### EXERCISE INSTRUCTIONS:
Answer these questions using the source extract on the test stand setup:
(a) How many bolts connect the target with other elements of the stand?
(b) In the "automatic nodes-to-surface" contact, what took the function of the master segment?
(c) Which contact was used to obtain the resultant force between the bird model and the area of the transducer?

### SOURCE EXTRACT:
Similar to the stand, four bolts, supported by 4 load sensors, connect the target with other elements of the stand. The bolts were grouped in the single point constraints (SPC) set and all the translational degrees of freedom in x, y, z directions were constrained. In this case, an SPC boundary condition card was chosen. This setup provided the same boundary conditions for the experimental tests and numerical simulations. Furthermore, it allowed the researchers to measure the SPC force, such as in the experimental tests. The contact “automatic nodes-to-surface” was adapted. The function of the master segment was taken by the target, whereas the slave segment was a bird model. CThe contact “automatic single-surface” was used as the contact between the target and other parts of the stand. The contact “force transducer” was used to obtain the resultant force between the bird model and the area of the transducer.

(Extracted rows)
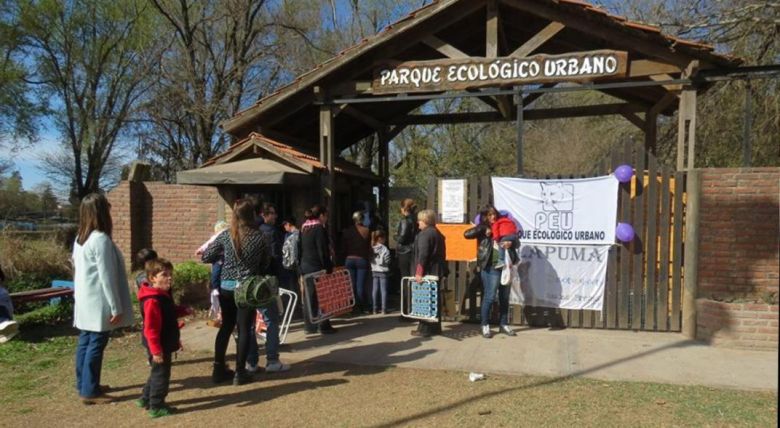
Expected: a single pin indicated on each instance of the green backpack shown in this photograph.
(258, 291)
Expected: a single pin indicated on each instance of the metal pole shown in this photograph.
(519, 128)
(747, 144)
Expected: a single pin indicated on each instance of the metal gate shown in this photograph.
(644, 278)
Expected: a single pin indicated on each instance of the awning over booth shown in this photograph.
(247, 171)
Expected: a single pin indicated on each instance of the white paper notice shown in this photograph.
(453, 201)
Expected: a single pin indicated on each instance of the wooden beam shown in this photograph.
(532, 114)
(646, 67)
(665, 77)
(663, 103)
(629, 40)
(636, 120)
(538, 39)
(491, 29)
(363, 117)
(443, 47)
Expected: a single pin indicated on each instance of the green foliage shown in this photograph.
(191, 282)
(47, 315)
(34, 259)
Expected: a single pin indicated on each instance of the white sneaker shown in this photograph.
(277, 366)
(8, 329)
(486, 332)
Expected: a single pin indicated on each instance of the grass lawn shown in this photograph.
(37, 389)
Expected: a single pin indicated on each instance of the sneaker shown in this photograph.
(486, 332)
(160, 412)
(276, 367)
(100, 399)
(220, 373)
(8, 329)
(243, 377)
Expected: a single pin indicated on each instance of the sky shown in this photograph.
(27, 160)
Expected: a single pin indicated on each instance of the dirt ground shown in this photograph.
(323, 394)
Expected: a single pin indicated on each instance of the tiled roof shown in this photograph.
(628, 25)
(285, 151)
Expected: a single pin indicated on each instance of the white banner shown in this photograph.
(571, 211)
(561, 276)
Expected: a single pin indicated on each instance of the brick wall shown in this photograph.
(173, 219)
(739, 257)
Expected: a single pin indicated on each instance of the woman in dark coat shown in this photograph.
(487, 258)
(315, 256)
(429, 259)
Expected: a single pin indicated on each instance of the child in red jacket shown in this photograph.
(160, 334)
(503, 230)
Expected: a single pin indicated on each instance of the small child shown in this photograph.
(160, 334)
(8, 327)
(141, 258)
(215, 318)
(503, 230)
(380, 268)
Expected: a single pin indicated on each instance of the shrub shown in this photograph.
(191, 283)
(29, 264)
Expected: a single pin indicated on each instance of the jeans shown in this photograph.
(233, 316)
(89, 362)
(358, 269)
(380, 283)
(156, 388)
(491, 279)
(271, 318)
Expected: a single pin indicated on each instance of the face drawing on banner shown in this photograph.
(557, 197)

### FULL ANSWER:
(a) Four.
(b) The target.
(c) The "force transducer" contact.